TASK INSTRUCTIONS: Reproduce the stretch of the listing below from the line containing "Could you please spot the wet" through the end of the listing, with both ends included. Leave the pictures out of your answer.

RECORDS FOR THIS EXERCISE:
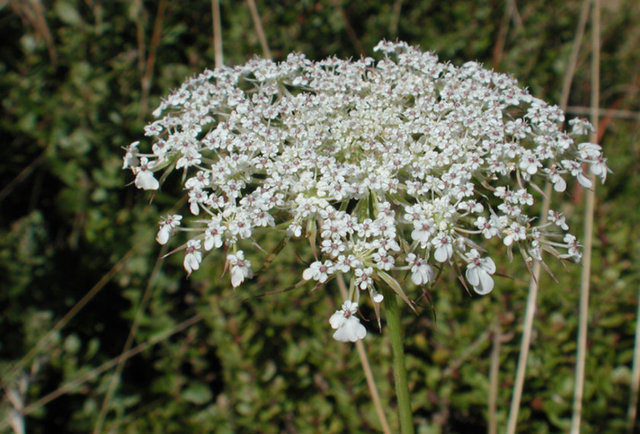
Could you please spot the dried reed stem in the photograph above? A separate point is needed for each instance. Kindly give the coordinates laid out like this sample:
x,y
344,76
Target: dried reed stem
x,y
115,377
349,28
632,412
395,18
151,58
588,227
70,385
257,22
493,377
13,370
217,33
368,373
533,283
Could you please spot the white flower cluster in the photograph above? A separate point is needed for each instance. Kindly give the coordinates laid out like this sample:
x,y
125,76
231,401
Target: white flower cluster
x,y
404,163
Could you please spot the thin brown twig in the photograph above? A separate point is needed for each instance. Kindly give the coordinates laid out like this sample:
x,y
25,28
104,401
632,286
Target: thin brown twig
x,y
140,36
151,58
67,317
603,112
515,15
70,385
368,373
535,277
496,348
113,384
588,228
632,411
257,23
349,28
573,57
395,18
217,33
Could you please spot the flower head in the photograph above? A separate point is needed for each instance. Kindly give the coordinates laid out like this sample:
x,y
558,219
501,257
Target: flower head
x,y
347,325
389,165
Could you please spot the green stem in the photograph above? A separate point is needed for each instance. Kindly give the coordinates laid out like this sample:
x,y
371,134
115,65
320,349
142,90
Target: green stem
x,y
392,313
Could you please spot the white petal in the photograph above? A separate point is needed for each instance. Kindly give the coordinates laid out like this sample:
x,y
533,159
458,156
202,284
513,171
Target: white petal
x,y
350,331
146,181
337,319
194,208
416,277
163,235
584,181
488,265
560,185
237,276
472,276
308,274
443,253
486,283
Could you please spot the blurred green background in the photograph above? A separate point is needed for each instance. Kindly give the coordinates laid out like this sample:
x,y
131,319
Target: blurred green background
x,y
78,81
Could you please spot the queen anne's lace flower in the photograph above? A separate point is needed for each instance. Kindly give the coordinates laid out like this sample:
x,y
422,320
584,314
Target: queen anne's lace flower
x,y
404,163
347,325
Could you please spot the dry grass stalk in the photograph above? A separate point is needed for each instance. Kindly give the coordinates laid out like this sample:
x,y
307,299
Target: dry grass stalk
x,y
588,227
533,283
217,33
368,373
257,22
115,377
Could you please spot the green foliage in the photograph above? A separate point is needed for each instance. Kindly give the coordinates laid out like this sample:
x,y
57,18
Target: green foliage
x,y
78,81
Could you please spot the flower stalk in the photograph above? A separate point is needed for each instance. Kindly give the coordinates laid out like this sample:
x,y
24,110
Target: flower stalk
x,y
392,311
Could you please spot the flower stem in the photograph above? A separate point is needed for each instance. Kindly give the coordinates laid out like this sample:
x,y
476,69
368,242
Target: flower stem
x,y
392,311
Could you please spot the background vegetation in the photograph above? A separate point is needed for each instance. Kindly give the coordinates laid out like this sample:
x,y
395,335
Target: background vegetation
x,y
78,80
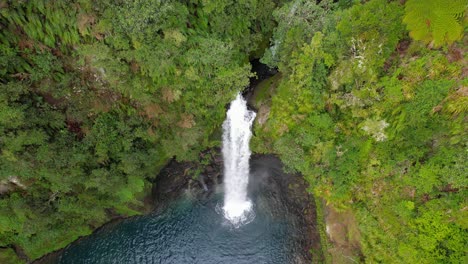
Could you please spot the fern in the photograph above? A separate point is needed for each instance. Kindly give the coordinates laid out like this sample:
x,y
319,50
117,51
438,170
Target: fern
x,y
440,21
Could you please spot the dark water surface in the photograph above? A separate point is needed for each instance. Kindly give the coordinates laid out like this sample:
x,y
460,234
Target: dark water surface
x,y
192,231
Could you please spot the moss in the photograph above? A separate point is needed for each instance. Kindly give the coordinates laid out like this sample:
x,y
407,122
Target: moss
x,y
264,91
8,256
321,227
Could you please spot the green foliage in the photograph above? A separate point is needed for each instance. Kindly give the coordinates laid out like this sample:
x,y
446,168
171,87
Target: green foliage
x,y
439,21
97,96
369,119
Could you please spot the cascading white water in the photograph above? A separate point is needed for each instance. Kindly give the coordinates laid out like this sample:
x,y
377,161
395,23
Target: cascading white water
x,y
236,154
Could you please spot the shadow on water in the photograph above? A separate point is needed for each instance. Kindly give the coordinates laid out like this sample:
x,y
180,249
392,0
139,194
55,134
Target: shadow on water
x,y
190,230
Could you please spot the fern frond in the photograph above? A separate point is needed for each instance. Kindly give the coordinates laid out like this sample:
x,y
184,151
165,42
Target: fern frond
x,y
440,21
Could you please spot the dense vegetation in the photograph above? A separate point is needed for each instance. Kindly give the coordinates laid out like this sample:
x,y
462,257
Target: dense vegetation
x,y
370,106
377,122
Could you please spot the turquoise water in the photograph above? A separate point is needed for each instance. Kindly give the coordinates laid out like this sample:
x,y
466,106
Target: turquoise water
x,y
192,231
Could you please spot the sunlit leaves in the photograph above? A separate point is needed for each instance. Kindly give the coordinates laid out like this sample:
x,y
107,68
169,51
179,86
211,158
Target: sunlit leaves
x,y
439,21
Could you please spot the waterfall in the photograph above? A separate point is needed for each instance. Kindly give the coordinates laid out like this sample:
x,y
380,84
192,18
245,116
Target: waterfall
x,y
236,154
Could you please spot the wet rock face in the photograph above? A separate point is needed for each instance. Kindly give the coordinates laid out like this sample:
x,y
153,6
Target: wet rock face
x,y
180,177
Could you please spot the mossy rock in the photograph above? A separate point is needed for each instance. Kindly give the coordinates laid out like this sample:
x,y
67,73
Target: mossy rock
x,y
8,256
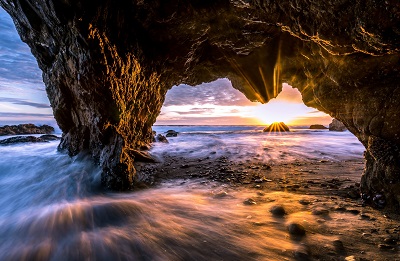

FULL OUTPUT:
Could you please spot the wet rock face in the photograph above? A separate point is needed for each instance. Kindly give the coordinates laid out like this sample:
x,y
153,6
Target: wet rock face
x,y
180,177
Could you please spot the mossy rock in the photograph above? A separate point is needed for each instance. Kindly give the coordinates laid out like this sample:
x,y
67,73
Target: mossy rock
x,y
8,256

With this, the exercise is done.